(Records from a dataset)
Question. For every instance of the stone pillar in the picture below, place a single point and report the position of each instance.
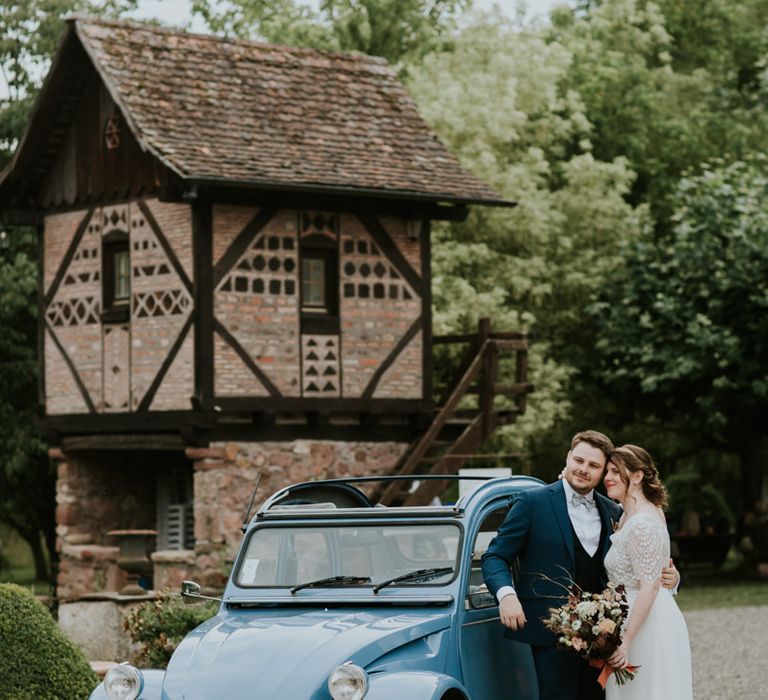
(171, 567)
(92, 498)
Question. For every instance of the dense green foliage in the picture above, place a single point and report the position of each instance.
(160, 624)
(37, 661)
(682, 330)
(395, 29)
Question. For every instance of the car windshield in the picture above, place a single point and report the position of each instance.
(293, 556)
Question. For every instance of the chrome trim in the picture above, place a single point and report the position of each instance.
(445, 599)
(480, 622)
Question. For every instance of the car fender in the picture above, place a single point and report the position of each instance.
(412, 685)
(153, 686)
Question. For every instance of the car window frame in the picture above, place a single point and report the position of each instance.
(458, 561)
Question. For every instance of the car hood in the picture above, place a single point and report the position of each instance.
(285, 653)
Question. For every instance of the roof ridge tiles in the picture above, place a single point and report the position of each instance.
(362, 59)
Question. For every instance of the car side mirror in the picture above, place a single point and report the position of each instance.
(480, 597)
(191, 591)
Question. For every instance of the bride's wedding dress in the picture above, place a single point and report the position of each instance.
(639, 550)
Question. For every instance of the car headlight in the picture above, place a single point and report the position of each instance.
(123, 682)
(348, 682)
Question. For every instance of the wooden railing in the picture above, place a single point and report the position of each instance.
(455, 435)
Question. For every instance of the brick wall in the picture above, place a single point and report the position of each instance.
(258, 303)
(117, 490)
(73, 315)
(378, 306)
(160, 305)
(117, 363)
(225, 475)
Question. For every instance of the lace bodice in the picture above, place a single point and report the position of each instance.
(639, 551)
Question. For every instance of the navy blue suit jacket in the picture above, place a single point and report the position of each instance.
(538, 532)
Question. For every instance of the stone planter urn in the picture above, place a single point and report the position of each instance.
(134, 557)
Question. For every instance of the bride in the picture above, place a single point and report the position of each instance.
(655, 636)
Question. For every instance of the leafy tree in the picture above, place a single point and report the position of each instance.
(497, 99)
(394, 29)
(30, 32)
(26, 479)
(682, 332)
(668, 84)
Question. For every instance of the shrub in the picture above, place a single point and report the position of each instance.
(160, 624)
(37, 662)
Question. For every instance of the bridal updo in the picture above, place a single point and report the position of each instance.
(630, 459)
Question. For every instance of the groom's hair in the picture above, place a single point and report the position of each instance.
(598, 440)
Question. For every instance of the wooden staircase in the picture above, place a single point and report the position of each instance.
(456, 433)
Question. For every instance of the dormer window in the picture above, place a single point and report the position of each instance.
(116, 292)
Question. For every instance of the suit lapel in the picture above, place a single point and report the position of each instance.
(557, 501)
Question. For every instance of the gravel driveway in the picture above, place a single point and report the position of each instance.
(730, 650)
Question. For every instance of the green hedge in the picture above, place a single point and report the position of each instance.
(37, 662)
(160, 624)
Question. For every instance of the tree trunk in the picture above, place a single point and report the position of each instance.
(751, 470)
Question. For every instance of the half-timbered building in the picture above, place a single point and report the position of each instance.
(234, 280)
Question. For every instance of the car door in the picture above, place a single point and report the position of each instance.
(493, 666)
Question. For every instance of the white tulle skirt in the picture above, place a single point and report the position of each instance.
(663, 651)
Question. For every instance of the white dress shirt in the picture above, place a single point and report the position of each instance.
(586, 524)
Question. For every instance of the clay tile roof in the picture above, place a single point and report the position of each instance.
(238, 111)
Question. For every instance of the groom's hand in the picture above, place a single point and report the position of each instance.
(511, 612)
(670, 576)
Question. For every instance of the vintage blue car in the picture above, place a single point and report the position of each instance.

__REQUIREMENT__:
All the records need to be set down word for word, with the images left out.

__TASK RESPONSE__:
Question. For every instance of the stone pillar in the picture below, place a single point and report the position of each instance.
(171, 567)
(92, 498)
Question. For every instance of the dense green foliage in the picture above, place a single point and report the position of each instance.
(160, 624)
(37, 661)
(682, 330)
(395, 29)
Question. For every instance of the car windshield in the picture above, place a single point and report the position of each instance.
(293, 556)
Question. For every instance of the chrome trim in the picture above, place a single point and report the position of each instance.
(445, 599)
(480, 622)
Question. For every instance of the car fender in the picture above, place a single point and report the position of each instance.
(412, 685)
(153, 686)
Question. For every instance of the car window frame in the picture above, place a single point and report the position of each instance.
(458, 561)
Question. For every instance of the car hood in the picture above, place a single point and report the position of each instance.
(285, 653)
Question. For every instance of the roof ridge tiles in the picture above, place a single point and report the position of each instance.
(362, 59)
Question. For every instance of the car side mirror in the picture above, place a single point and report the position of each instance.
(480, 597)
(191, 591)
Question. For every instance of the bride's wedding dress in the picture above, place a single point and report the position of each instance.
(639, 550)
Question. For every instance of the car headlight in the picture above, place a single point and report the position of each instance.
(123, 682)
(348, 682)
Question. For every instance of the wooden railing in the picture above, place a single point and report the position of each instance.
(455, 435)
Question. For every instance of the brick wall in the picture above, place a single point and report the position of each instance.
(258, 303)
(117, 490)
(73, 315)
(378, 306)
(160, 305)
(117, 363)
(225, 475)
Question. For every instance of the lace bodice in the picture above, place a single point and report the position of each instance.
(639, 551)
Question. For every instance of the navy blue suit jacket in the picture above, place a single point and report the position of each instance.
(538, 532)
Question. For every instance of the stone planter urn in the picture above, place a single point and report the position of each instance.
(134, 557)
Question. For every instance of the bride in the picture above, place a single point and report the position of each instance.
(655, 636)
Question. For every instance of the leafy tree in the picture above, place a single point and report the position of each instance.
(497, 99)
(394, 29)
(30, 32)
(26, 479)
(682, 332)
(668, 84)
Question. For every instance of the shrub in the picture above, place a single point and report the position of each instance.
(160, 624)
(37, 662)
Question. For every instance of the bridal updo in the picture above, place a single point and report the position of each instance.
(630, 459)
Question. For every instance of the groom's hair in the picture above, place a single point and report the position of each instance.
(598, 440)
Question. For every instance of the wooden staircase in the picture above, place a single point and report the position of each instance.
(456, 433)
Question. For every instance of the dormer window in the picture above, place a single point and report the position of each instance.
(116, 292)
Question. For every instance of the suit lapel in the picture above, place a single point and report the position of each instance.
(557, 501)
Question. For every instance of the gravel driveway in the picture above, place a single point and report the position of each instance.
(730, 650)
Question. For every instance of the green hedge in the picture above, place a single point and report the position of each instance.
(37, 662)
(160, 624)
Question. For every instance of the tree trunk in the picture above, place a single point and report the position of each instance.
(751, 470)
Question. For every instance of the half-timbered building in the picture above, place a single point and report the position of each instance.
(234, 280)
Question. For every instance of the car door in the picture above, place a single point and report the position of each instance.
(493, 666)
Question. For every instance of the white tulle skirt in the picture above, place a single point and report the position of each instance.
(663, 651)
Question. For every instance of the white dress shirt in the picture above, place a single point and report the position of each instance.
(586, 524)
Question. For every instance of the clay tile roof in the picture above, place a single point and report the position of each instance.
(238, 111)
Question. For every instance of the groom's hand in the picture above, place a single point and report the position of each instance.
(511, 612)
(670, 576)
Question. For every instance of the vintage blue car in the picture above, place a single point and report the position of each instance.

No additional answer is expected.